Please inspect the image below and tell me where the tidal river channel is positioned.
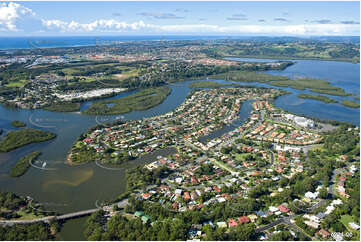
[0,58,360,239]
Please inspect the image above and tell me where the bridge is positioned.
[0,199,128,226]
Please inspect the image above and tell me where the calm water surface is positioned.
[0,59,360,240]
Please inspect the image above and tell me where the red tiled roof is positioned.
[238,216,251,224]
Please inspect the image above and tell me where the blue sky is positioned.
[0,2,360,36]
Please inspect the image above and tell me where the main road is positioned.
[0,199,128,226]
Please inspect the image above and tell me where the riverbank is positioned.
[297,93,337,103]
[341,100,360,108]
[82,86,171,115]
[10,151,41,177]
[224,55,360,63]
[0,128,56,152]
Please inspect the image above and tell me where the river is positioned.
[0,59,360,239]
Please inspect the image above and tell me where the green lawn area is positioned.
[235,153,249,161]
[5,80,27,87]
[17,211,42,220]
[340,214,356,232]
[210,159,236,172]
[83,87,171,115]
[341,100,360,108]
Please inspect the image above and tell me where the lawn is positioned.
[340,214,355,232]
[5,80,27,87]
[17,211,42,220]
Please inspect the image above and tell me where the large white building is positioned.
[285,114,315,128]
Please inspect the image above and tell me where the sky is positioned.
[0,1,360,36]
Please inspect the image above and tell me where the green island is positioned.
[212,71,351,96]
[0,128,56,152]
[0,191,60,241]
[82,86,171,115]
[297,93,337,103]
[10,151,41,177]
[11,120,26,128]
[44,102,80,112]
[341,100,360,108]
[189,81,233,88]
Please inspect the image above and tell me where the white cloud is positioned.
[42,19,150,32]
[0,2,360,35]
[0,2,35,31]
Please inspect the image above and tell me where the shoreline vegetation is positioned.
[0,128,56,152]
[297,94,338,104]
[212,71,351,96]
[82,86,171,115]
[10,151,41,177]
[188,81,236,88]
[11,120,26,128]
[341,100,360,108]
[43,102,81,112]
[224,55,360,64]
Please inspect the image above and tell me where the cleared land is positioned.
[297,94,337,103]
[212,71,351,96]
[189,81,233,88]
[10,151,41,177]
[82,87,171,115]
[0,128,56,152]
[11,120,26,128]
[341,100,360,108]
[44,102,80,112]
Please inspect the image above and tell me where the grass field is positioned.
[189,81,233,88]
[341,100,360,108]
[297,94,337,103]
[211,71,351,96]
[5,80,28,87]
[83,87,170,115]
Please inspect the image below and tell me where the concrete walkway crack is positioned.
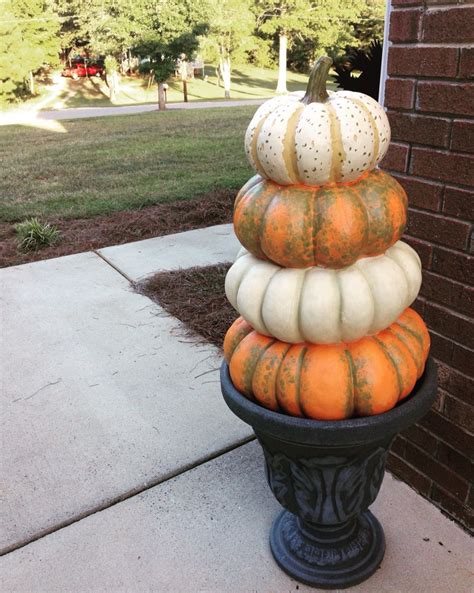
[92,249,134,284]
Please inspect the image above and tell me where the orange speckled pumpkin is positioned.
[234,170,407,268]
[224,309,430,420]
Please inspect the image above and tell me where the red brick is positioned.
[380,142,410,173]
[430,330,454,364]
[407,209,471,249]
[430,247,474,282]
[420,270,474,315]
[388,111,451,147]
[458,47,474,78]
[451,119,474,154]
[443,394,474,432]
[444,187,474,220]
[388,8,423,42]
[431,485,473,529]
[419,410,474,453]
[424,302,474,348]
[387,453,431,496]
[384,78,415,109]
[387,45,458,78]
[435,441,474,482]
[431,388,446,413]
[404,442,468,501]
[451,344,474,377]
[437,361,474,404]
[394,175,443,211]
[410,146,474,186]
[403,235,433,269]
[423,6,474,43]
[416,81,474,116]
[401,424,438,450]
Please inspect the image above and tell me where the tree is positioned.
[139,30,200,110]
[352,0,385,49]
[201,0,256,99]
[0,0,60,100]
[257,0,368,84]
[257,0,314,93]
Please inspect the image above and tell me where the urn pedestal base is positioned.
[221,359,437,589]
[270,511,385,589]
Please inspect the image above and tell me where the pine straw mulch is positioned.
[136,263,238,348]
[0,189,236,267]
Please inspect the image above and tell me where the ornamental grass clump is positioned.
[14,218,60,251]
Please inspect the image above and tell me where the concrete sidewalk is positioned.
[0,99,267,126]
[0,225,470,593]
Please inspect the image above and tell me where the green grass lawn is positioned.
[13,66,332,109]
[0,106,257,222]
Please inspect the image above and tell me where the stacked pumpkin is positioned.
[224,57,430,420]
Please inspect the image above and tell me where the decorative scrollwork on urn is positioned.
[262,443,388,525]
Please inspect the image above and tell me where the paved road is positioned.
[0,99,265,126]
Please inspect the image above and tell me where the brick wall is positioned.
[382,0,474,527]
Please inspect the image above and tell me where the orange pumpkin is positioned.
[234,170,407,268]
[224,309,430,420]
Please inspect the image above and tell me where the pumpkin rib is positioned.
[250,111,271,177]
[352,99,380,170]
[348,262,377,338]
[275,344,291,410]
[372,336,403,399]
[235,330,276,399]
[282,105,304,183]
[325,102,345,183]
[351,182,372,255]
[296,346,309,418]
[224,317,254,362]
[334,273,346,342]
[252,340,289,411]
[258,187,277,261]
[387,322,423,376]
[344,346,357,418]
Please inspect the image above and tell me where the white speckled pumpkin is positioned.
[225,241,421,344]
[245,57,390,185]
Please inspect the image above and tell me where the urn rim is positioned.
[221,357,437,446]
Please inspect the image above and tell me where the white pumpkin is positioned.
[245,57,390,185]
[225,241,421,344]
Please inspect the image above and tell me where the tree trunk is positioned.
[158,82,166,111]
[30,72,35,95]
[277,32,288,93]
[220,58,230,99]
[183,78,188,103]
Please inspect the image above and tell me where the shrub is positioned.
[15,218,60,251]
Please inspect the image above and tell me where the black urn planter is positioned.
[221,358,436,589]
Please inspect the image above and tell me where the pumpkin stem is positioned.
[301,56,332,105]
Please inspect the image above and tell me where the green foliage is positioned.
[255,0,315,42]
[14,218,60,251]
[288,0,385,72]
[104,56,118,74]
[335,41,382,101]
[247,37,275,68]
[353,0,388,49]
[0,0,60,101]
[201,0,258,64]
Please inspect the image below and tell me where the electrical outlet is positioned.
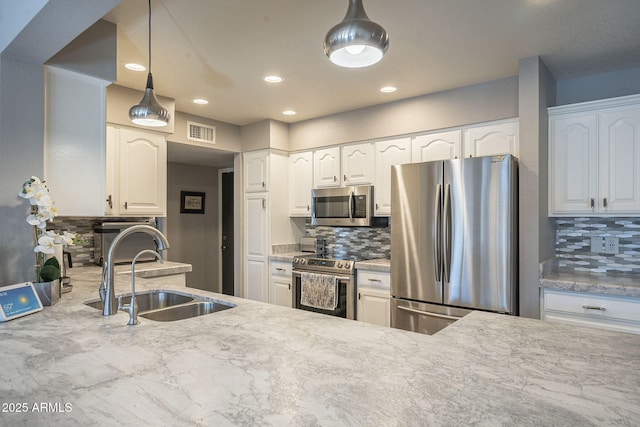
[591,237,604,254]
[604,237,620,254]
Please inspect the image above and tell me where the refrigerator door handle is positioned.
[442,184,451,283]
[349,191,354,222]
[433,184,442,282]
[398,305,460,320]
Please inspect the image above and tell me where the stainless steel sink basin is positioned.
[85,290,235,322]
[86,291,193,313]
[140,301,234,322]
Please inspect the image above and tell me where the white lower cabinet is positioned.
[540,289,640,334]
[356,270,391,326]
[269,261,293,307]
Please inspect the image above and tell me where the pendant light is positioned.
[324,0,389,68]
[129,0,170,127]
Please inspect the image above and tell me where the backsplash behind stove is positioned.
[555,218,640,274]
[306,224,391,259]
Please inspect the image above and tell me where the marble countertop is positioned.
[540,271,640,297]
[0,267,640,426]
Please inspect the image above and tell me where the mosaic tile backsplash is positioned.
[306,225,391,259]
[555,218,640,274]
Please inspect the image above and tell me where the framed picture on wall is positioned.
[180,191,204,214]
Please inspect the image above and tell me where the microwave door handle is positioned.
[349,191,354,222]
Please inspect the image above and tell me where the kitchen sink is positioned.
[85,291,235,322]
[86,291,193,313]
[140,301,234,322]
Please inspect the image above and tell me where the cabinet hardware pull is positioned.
[582,305,607,311]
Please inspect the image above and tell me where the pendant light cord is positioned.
[149,0,151,72]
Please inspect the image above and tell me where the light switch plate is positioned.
[591,237,604,254]
[604,237,620,254]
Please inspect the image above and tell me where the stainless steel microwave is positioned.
[311,185,373,227]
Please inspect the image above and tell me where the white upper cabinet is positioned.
[342,142,375,185]
[105,125,167,216]
[599,105,640,215]
[549,96,640,216]
[244,150,269,193]
[289,151,313,216]
[411,130,462,163]
[374,138,411,216]
[549,113,598,215]
[463,120,519,157]
[313,147,342,188]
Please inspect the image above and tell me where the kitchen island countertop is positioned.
[0,267,640,426]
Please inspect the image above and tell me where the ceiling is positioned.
[105,0,640,163]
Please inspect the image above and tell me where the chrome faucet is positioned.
[99,224,169,316]
[118,249,164,325]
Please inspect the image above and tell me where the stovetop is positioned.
[293,254,357,274]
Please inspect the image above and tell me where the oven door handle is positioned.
[398,306,461,320]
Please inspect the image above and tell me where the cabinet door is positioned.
[244,150,269,193]
[357,287,391,326]
[598,107,640,215]
[289,152,313,216]
[342,142,375,185]
[411,130,462,163]
[118,128,167,216]
[374,138,411,216]
[244,193,269,302]
[313,147,342,188]
[464,121,519,157]
[549,113,598,216]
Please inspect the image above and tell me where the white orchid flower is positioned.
[60,231,76,246]
[33,234,55,254]
[27,212,51,228]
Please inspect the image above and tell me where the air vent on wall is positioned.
[187,122,216,144]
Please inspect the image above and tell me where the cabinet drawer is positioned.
[271,261,291,277]
[544,290,640,321]
[356,270,391,289]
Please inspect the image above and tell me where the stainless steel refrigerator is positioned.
[391,155,518,334]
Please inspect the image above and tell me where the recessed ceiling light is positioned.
[124,62,147,71]
[264,76,282,83]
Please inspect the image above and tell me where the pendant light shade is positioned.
[324,0,389,68]
[129,0,171,127]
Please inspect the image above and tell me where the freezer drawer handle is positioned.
[398,306,461,320]
[582,305,607,311]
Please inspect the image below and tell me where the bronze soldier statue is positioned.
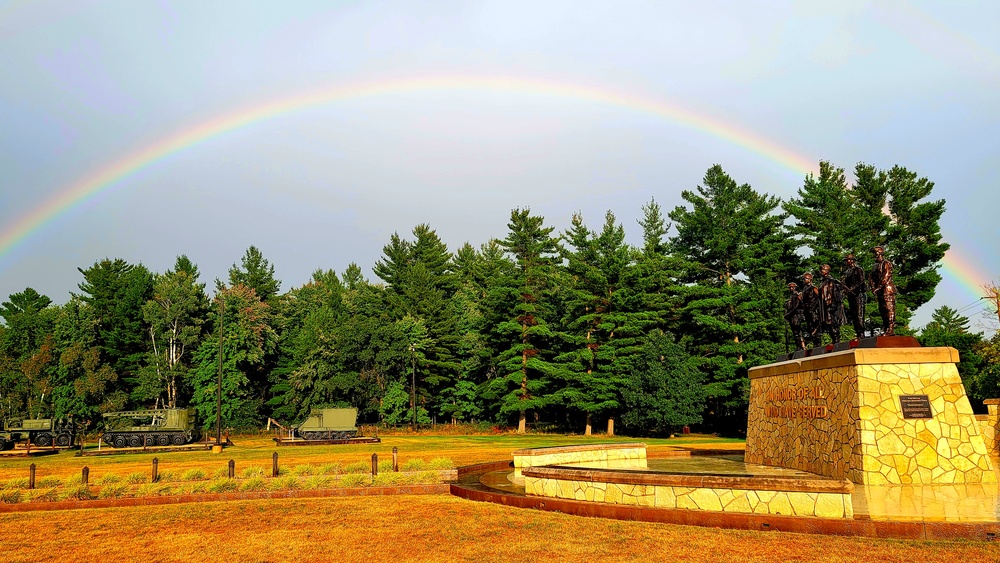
[785,282,806,350]
[801,272,823,346]
[871,246,896,336]
[819,264,847,344]
[844,254,868,338]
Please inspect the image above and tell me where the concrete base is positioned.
[746,347,996,485]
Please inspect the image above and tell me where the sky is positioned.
[0,0,1000,328]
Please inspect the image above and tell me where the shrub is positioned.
[97,481,128,498]
[62,485,95,500]
[206,477,240,493]
[3,477,28,489]
[240,465,264,479]
[427,457,455,469]
[292,463,316,477]
[271,475,302,491]
[344,461,372,473]
[318,462,344,475]
[338,473,372,487]
[240,475,267,491]
[97,473,122,485]
[303,475,333,489]
[399,458,427,471]
[24,489,59,502]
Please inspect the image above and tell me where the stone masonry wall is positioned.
[524,477,854,518]
[746,348,996,485]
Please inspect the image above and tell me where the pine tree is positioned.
[670,165,791,430]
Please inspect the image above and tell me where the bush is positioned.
[240,475,267,491]
[97,473,122,485]
[303,475,334,489]
[292,463,316,477]
[23,489,59,502]
[240,465,264,479]
[97,481,128,498]
[271,475,302,491]
[181,469,205,481]
[62,485,95,500]
[3,477,28,489]
[344,461,372,473]
[427,457,455,469]
[317,462,344,475]
[399,458,427,471]
[338,473,372,487]
[206,477,240,493]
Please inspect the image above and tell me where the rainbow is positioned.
[0,76,816,258]
[0,75,984,304]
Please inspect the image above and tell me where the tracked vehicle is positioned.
[294,409,358,440]
[101,408,201,448]
[0,418,76,451]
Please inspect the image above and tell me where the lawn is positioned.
[0,434,1000,563]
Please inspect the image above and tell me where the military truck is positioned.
[101,408,201,448]
[0,418,76,451]
[294,408,358,440]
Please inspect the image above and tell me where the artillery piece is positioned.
[101,408,201,448]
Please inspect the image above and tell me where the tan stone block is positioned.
[722,490,753,514]
[767,492,792,516]
[788,492,816,516]
[815,493,850,518]
[877,434,906,456]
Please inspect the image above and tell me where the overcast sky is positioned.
[0,0,1000,332]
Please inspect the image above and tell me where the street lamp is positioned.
[215,292,226,446]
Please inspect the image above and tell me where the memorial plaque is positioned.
[899,395,934,418]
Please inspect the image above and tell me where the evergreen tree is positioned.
[670,165,791,430]
[489,209,568,434]
[78,258,153,400]
[229,246,281,301]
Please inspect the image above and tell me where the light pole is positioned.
[410,344,417,432]
[215,295,226,446]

☆ ☆ ☆ ☆ ☆ ☆ ☆

» **Work to be completed**: Write the lines of the listing above, from the one containing "Please inspect the image above and tell me where the bush" through the one containing "[0,434,1000,563]", as a JSON list of strings, one string per line, with blank lines left out.

» **Solution**:
[
  "Please inspect the image above and tell me where the bush is positioned.",
  "[240,475,267,491]",
  "[97,473,122,485]",
  "[303,475,334,489]",
  "[292,463,316,477]",
  "[23,489,59,502]",
  "[240,465,264,479]",
  "[97,481,128,498]",
  "[271,475,302,491]",
  "[181,469,205,481]",
  "[62,485,95,500]",
  "[3,477,28,489]",
  "[344,461,372,473]",
  "[427,457,455,469]",
  "[317,462,344,475]",
  "[399,458,427,471]",
  "[338,473,372,487]",
  "[206,477,240,493]",
  "Please inspect the image above and tell me where the rainbow is positioned.",
  "[0,76,816,258]",
  "[0,75,984,304]",
  "Please inspect the image above and tell me where the tracked vehicle is positioned.",
  "[294,409,358,440]",
  "[101,408,201,448]",
  "[0,418,76,451]",
  "Please inspect the image above and tell me where the lawn is positioned.",
  "[0,434,1000,563]"
]